**INSTRUCTION:** Repeat each line exactly as it is written.

**MATERIAL SHOWN:**
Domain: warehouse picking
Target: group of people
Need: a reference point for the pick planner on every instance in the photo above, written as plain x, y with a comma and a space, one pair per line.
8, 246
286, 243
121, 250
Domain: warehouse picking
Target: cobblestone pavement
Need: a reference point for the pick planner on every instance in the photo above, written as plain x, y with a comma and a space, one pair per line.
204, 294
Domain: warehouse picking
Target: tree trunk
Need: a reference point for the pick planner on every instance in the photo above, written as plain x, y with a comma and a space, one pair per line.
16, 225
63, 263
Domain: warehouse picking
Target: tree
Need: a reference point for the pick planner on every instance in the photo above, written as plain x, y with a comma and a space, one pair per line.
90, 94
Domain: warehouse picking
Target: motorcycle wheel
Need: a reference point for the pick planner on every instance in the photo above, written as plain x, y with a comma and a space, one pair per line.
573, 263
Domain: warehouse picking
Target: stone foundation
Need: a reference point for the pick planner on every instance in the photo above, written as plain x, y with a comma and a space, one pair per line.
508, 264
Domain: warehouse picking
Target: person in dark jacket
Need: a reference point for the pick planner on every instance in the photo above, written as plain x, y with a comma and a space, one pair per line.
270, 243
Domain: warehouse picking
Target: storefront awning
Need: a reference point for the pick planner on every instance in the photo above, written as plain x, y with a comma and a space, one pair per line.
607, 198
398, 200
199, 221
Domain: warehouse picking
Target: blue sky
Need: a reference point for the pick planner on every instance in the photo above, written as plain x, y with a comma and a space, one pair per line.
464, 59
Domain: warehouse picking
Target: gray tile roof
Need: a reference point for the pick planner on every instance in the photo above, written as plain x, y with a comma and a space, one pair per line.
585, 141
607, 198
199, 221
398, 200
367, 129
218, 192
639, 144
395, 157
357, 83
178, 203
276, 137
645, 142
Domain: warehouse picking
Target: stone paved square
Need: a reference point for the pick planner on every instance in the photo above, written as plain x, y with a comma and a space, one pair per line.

**TASK RESPONSE:**
Domain: warehouse picking
Target: group of people
Need: a reference point for the pick planner on every instance in the photo above, written as plain x, y with a comma and a space, one pair per line.
8, 246
286, 243
121, 250
Domain: warehouse picking
Target: cobblestone pavement
Need: a reference point for the pick planner on every instance in the photo above, written as plain x, y with a comma and a space, one pair per line.
204, 294
Domain: warehouse picking
Target: tree trunk
Need: a reference point for the pick planner on every instance in the photo above, written as plain x, y with a comma and a space, one pair per line.
16, 225
63, 263
Domain: warehouse picking
Target: tree
Need: a reference point for the pick planner on every instance in the photo above, written as plain x, y with a comma and a space, one pair per line.
90, 94
Domain: warehouse picking
Target: motorcycle wheel
Need: a reference point for the pick planner on every instance in the photo above, written as plain x, y with a comma and a space, one pair per line.
573, 263
Domain: warehouse picking
Target: stone foundation
Need: a reference point for the pick planner on every instance in the photo above, written as plain x, y with a comma and a space, one pair per line.
508, 264
Domain: warehouse picking
Target: person in dark jacket
Need: a reference point for the pick planner on every instance in the photo above, written as plain x, y with a comma and a space, one pair per line.
270, 243
Domain: warehouse picking
Target: storefront awning
Need: a reference point for the pick planner on every instance in the photo above, written as plain x, y with a comma and a space, one pair per line.
607, 198
398, 200
199, 221
Domain: warehouse picking
Target: blue sky
Need: a reference point for the pick planner on every instance in the photo above, written as plain x, y with a comma and a space, one pair per line.
464, 59
Domain: warehouse picking
Target: gray tile roof
Need: a reference point for the pick planner on every instance in the photo above, written as plain x, y with a comma and a space, one pair per line.
585, 141
607, 198
199, 221
398, 200
367, 129
218, 192
639, 144
395, 157
357, 83
178, 203
276, 137
645, 142
Domain: warehouse picking
Target: stone paved square
Need: a reference point for the pick planner on every instance in the photo above, written as plain x, y with a comma and a space, one pair per line.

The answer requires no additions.